Text provided.
━━━━

Y = sample2(rng_key, loc, scale_rows, scale_columns, sample_shape=sample_shape)
assert Y.shape == sample_shape + batch_shape + event_shape

# Test 3:
sample_shape = (10,)  # type: ignore
batch_shape = (2, 5, 2)  # type: ignore
event_shape = (2, 3)

rng_key = random.PRNGKey(435)


loc = jnp.arange(6).reshape(event_shape) * jnp.ones(batch_shape + (1, 1))
assert loc.shape == batch_shape + event_shape

tril_U = jnp.array([[1.0, 0, 0], [4.0, 1.0, 0], [0.4, 2.25, 1.0]])
scale_columns = jnp.matmul(tril_U, tril_U.T) * jnp.ones(batch_shape + (1, 1))
assert scale_columns.shape == batch_shape + (event_shape[1], event_shape[1])

tril_V = jnp.array([[4.0, 0.0], [1, 0.25]])
scale_rows = jnp.matmul(tril_V, tril_V.T) * jnp.ones(batch_shape + (1, 1))
assert scale_rows.shape == batch_shape + (event_shape[0], event_shape[0])

━━━━

What you will do.
In the code above, what value is assigned to batch_shape for Test 3?

The data.

━━━━

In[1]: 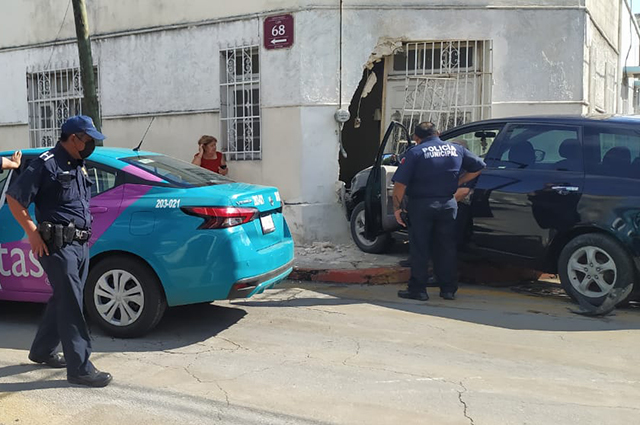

━━━━

Exercise result.
(2, 5, 2)